▶ _Given exercise_: Reproduce every line of the rows below verbatim, leaving out the pictures.

▶ _Data drawn from a collection_:
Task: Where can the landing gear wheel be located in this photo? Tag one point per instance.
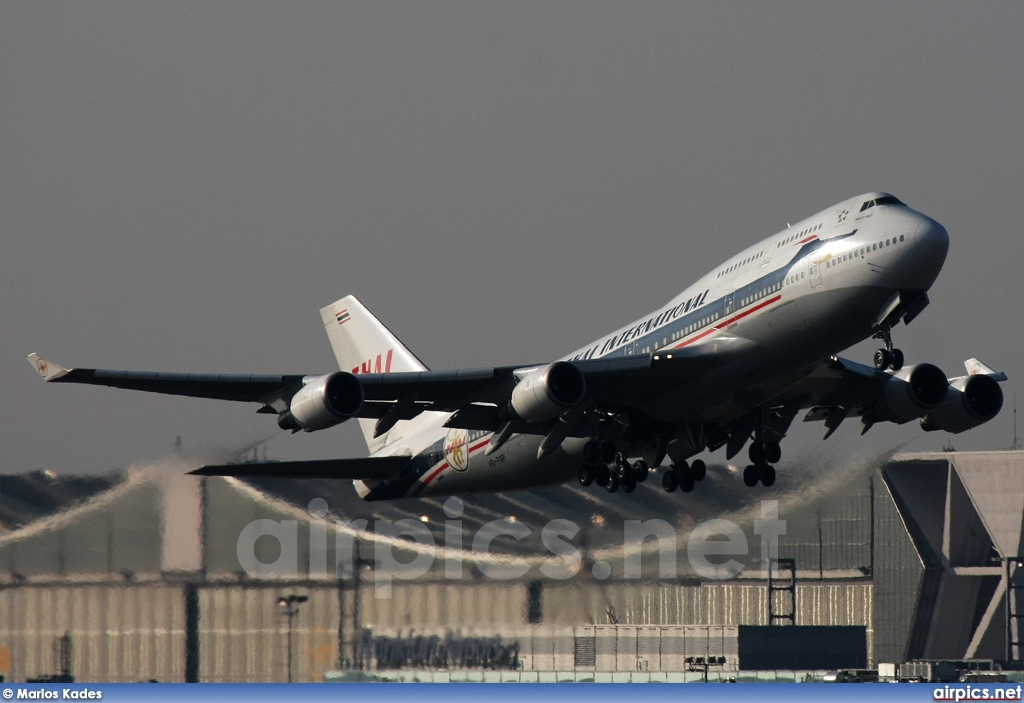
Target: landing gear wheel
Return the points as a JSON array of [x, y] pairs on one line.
[[699, 470], [623, 468], [606, 451], [670, 481], [751, 476], [586, 476], [640, 470], [757, 452], [611, 485]]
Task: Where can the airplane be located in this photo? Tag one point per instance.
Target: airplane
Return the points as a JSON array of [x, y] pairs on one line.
[[731, 360]]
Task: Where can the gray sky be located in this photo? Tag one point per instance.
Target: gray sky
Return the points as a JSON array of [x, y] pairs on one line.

▶ _Finished task_:
Task: Where can the landing gear wheel be located in this photo? Tag one point per instance.
Target: landing gear wheel
Return the points as a JSON array of [x, y] pairs on one line.
[[699, 470], [623, 468], [606, 451], [670, 481], [751, 476], [586, 476], [640, 470], [757, 452], [611, 485]]
Task: Where can the airplane be located in this photo? Tag one point per instance.
Target: airplane
Return the points as a JSON array of [x, y] pairs on one line.
[[731, 360]]
Task: Where can the gray sky be located in this photo? Tag one point per instance.
Target: gray sky
Return the points as a JSON array of [x, y] pairs on one line.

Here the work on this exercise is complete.